Task to carry out: Please rewrite all of the entries below in full, including the lines that begin with "Localize", and add -76 to every bounding box coordinate given as a reply. Leave the sample coordinates after "e.g." unchanged.

Rows from a box labeling dataset:
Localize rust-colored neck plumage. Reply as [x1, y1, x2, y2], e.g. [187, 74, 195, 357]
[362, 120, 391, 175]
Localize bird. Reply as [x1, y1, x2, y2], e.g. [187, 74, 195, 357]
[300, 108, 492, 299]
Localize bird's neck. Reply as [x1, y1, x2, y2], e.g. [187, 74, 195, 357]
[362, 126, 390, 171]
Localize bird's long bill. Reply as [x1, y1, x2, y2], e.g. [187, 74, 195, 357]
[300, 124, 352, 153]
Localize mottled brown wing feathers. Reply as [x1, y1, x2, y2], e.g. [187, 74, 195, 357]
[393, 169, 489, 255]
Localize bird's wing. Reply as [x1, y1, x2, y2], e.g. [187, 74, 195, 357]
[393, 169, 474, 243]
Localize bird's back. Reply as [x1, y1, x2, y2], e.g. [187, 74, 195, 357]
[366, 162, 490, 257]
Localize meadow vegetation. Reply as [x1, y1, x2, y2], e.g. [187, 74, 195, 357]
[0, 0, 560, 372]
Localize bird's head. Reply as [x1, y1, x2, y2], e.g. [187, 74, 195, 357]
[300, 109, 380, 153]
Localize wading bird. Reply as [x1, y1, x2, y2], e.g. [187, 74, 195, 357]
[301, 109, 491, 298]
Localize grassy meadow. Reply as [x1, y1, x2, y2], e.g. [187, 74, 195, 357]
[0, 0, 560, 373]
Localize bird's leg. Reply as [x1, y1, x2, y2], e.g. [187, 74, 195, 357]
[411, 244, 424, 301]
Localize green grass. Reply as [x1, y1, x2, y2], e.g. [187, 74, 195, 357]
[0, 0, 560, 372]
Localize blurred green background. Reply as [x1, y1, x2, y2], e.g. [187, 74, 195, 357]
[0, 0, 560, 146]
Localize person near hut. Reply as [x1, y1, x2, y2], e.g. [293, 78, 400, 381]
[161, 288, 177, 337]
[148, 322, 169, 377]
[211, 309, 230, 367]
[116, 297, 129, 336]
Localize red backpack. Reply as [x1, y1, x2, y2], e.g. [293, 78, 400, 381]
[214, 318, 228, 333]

Answer for the task:
Localize rust-colored neck plumage. Reply as [x1, y1, x2, y2], e.g. [187, 74, 195, 357]
[286, 44, 315, 99]
Localize bird. Reply as [x1, y1, x2, y2], e.g. [187, 74, 195, 357]
[224, 32, 416, 223]
Localize bird's neck. Reply as [x1, y1, x2, y2], e.g. [187, 74, 195, 357]
[286, 50, 314, 95]
Localize bird's long bill. Reply as [x1, y1, x2, y2], e.g. [187, 74, 195, 357]
[224, 48, 276, 77]
Localize mottled brown wing feathers. Reply as [x1, y1, x2, y2], e.g. [187, 74, 195, 357]
[317, 93, 413, 179]
Localize bird's wing. Reply as [x1, y1, x2, y2], e.g. [187, 74, 195, 357]
[317, 93, 398, 167]
Localize bird's back. Reply as [x1, y1, x2, y2], e.g. [187, 74, 195, 357]
[290, 86, 414, 181]
Localize meadow vegetation. Reply as [x1, y1, x2, y2], e.g. [187, 74, 195, 357]
[-76, -76, 484, 296]
Localize bird's head. Reply as [x1, y1, x2, y2], e.g. [187, 74, 195, 357]
[224, 33, 304, 77]
Localize wading bird. Reply as [x1, y1, x2, y2], e.g. [187, 74, 195, 357]
[225, 33, 415, 222]
Localize grassy meadow. Reply as [x1, y1, x2, y2], e.g. [187, 74, 195, 357]
[-76, -76, 484, 297]
Localize bird's leg. Reply as [x1, y1, x2, y2], e.g. [187, 74, 195, 357]
[335, 168, 348, 225]
Localize green grass. Reply as [x1, y1, x2, y2], e.g. [187, 74, 195, 357]
[-76, -76, 484, 296]
Localize blurred green background. Reply as [x1, y1, x2, y2], e.g. [187, 74, 195, 357]
[-76, -76, 484, 70]
Localize person near hut. Reply as [x1, y1, x2, y2], e.g. [293, 78, 400, 381]
[85, 212, 101, 261]
[72, 246, 93, 301]
[135, 233, 154, 291]
[40, 221, 53, 260]
Localize red backpack. Reply as [x1, y1, x2, y2], e.g. [293, 78, 400, 381]
[138, 242, 152, 257]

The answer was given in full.